* [INPUT DATA]
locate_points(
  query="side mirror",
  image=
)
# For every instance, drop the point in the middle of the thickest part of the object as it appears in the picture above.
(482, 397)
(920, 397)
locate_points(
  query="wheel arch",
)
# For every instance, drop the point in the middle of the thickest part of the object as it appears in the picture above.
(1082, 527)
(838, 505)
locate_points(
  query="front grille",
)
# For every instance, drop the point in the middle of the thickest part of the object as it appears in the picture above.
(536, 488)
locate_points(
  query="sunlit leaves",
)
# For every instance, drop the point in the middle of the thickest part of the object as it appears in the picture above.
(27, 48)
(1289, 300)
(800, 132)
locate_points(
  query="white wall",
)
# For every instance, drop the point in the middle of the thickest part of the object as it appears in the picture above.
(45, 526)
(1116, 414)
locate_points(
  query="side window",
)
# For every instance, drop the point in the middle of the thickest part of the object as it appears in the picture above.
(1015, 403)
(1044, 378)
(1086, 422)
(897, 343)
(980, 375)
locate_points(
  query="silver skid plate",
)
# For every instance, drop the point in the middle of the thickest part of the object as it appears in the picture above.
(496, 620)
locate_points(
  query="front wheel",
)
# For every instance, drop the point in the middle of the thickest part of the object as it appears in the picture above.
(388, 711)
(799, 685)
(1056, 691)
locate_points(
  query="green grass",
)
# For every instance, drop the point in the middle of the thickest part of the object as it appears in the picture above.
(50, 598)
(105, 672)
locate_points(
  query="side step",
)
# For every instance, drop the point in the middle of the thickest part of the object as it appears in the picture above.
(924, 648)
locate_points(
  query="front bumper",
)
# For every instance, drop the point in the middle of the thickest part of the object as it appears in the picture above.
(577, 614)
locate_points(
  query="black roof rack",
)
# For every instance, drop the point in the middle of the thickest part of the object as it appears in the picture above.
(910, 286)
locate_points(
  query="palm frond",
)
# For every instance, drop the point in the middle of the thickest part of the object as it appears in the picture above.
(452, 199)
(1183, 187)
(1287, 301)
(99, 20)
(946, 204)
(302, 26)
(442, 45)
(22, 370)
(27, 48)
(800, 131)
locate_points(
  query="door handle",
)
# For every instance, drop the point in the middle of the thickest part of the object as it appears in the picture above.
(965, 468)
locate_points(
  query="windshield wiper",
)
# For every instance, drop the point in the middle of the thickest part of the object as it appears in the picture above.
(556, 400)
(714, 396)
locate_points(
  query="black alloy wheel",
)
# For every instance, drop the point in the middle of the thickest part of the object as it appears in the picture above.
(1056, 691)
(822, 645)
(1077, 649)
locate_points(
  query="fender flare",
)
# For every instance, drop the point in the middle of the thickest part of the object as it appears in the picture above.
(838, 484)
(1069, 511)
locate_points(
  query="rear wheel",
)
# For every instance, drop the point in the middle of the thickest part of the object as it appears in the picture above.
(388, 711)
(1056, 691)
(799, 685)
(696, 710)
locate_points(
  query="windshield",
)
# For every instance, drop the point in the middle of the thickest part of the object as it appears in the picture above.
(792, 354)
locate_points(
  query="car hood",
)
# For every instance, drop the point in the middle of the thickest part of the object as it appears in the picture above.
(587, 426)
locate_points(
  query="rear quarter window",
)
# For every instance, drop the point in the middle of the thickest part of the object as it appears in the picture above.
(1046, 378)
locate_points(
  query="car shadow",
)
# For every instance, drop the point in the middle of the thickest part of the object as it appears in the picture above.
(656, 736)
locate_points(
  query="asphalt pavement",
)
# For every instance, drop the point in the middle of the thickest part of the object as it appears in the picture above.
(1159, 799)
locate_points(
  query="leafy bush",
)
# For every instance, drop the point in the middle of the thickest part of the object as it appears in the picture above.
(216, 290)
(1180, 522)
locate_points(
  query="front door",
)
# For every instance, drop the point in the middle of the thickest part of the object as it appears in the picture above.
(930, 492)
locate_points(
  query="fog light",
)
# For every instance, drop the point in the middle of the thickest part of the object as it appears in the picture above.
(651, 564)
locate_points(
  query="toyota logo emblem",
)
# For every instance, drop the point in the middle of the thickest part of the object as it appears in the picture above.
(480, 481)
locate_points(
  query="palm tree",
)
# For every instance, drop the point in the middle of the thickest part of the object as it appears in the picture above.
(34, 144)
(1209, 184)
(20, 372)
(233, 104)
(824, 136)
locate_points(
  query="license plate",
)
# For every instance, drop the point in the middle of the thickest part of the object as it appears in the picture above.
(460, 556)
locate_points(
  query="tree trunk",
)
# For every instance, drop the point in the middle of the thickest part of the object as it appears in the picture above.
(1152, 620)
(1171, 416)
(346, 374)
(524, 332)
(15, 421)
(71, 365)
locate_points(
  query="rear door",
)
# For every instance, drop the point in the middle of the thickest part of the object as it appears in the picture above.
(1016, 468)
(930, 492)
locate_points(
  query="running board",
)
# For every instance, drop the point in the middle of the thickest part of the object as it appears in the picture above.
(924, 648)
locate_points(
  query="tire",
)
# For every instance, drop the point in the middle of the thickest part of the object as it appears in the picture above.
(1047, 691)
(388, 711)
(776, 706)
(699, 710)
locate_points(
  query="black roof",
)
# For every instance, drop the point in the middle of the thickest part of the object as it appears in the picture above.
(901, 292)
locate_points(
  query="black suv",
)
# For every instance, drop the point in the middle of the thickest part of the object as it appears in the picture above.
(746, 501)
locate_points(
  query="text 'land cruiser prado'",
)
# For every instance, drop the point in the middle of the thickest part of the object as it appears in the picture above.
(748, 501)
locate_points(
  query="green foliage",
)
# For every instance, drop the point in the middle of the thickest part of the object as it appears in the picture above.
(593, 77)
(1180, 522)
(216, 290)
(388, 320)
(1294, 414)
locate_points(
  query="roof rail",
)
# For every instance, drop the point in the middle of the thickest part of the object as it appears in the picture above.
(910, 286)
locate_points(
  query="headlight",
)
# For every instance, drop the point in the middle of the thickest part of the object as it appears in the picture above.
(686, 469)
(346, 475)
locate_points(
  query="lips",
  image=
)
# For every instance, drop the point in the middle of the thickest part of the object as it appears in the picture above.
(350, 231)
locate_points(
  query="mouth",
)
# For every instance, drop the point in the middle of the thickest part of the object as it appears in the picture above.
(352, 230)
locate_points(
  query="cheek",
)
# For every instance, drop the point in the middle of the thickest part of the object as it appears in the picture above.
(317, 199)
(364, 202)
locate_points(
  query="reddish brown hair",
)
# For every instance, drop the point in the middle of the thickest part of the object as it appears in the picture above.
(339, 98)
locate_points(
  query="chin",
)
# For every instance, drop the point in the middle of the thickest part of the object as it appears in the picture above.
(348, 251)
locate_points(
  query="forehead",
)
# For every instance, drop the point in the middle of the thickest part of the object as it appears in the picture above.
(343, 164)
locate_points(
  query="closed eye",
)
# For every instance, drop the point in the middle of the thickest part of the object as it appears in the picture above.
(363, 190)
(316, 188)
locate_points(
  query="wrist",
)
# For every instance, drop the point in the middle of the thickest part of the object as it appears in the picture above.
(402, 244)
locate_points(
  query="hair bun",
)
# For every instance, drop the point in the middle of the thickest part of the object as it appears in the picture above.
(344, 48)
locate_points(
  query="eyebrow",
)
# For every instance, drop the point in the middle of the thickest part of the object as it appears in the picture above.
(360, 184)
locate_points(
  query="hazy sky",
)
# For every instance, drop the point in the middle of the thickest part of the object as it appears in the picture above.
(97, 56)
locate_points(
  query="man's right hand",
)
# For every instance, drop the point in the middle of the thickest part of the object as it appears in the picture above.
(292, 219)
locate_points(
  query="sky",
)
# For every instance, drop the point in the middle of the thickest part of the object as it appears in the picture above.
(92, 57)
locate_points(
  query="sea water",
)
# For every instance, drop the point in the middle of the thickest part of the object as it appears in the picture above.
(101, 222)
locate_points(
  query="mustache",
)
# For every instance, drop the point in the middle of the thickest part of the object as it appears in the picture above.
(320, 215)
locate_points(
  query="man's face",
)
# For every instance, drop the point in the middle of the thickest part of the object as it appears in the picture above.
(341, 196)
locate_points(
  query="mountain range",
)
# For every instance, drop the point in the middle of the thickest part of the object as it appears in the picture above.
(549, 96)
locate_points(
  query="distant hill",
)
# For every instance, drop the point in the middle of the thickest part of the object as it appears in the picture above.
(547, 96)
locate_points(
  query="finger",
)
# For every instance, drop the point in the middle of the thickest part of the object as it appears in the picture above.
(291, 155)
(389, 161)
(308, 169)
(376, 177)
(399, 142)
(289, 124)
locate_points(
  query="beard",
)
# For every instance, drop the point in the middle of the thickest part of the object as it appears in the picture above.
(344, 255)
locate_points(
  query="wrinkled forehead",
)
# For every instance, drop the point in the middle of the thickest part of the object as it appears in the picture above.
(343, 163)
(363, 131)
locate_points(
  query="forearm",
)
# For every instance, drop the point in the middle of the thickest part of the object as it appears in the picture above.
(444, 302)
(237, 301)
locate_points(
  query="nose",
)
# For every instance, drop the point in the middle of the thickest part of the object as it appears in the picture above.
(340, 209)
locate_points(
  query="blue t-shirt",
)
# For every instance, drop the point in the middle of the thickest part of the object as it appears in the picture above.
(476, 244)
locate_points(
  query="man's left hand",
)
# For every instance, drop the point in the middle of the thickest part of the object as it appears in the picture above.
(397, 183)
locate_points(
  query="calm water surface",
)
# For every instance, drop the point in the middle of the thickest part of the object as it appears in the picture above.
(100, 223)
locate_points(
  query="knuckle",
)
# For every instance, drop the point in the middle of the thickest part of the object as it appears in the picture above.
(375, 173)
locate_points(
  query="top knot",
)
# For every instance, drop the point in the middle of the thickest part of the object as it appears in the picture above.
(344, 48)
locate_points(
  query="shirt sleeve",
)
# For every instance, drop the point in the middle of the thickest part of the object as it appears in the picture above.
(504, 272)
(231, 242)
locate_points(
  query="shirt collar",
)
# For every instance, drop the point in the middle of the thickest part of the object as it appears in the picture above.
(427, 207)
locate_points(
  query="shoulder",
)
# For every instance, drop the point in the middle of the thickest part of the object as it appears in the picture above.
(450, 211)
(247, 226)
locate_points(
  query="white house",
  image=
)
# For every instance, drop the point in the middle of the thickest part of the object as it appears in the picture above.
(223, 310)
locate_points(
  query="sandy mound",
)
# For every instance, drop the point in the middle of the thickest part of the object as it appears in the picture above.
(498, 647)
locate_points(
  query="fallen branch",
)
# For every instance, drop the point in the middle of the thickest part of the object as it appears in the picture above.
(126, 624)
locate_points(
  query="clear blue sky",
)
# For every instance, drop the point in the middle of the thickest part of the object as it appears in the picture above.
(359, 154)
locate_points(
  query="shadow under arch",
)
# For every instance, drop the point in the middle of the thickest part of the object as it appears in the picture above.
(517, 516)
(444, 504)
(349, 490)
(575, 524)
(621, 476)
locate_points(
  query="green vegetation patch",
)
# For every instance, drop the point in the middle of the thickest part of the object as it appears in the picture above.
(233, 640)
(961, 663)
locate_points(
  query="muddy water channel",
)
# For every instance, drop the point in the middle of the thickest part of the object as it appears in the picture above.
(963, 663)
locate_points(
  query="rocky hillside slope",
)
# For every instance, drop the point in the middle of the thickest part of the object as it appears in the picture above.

* [TASK STATEMENT] Lines containing the string "hair" in the material: report how many there are, with no added words.

* [RESULT OF THE EXERCISE] 2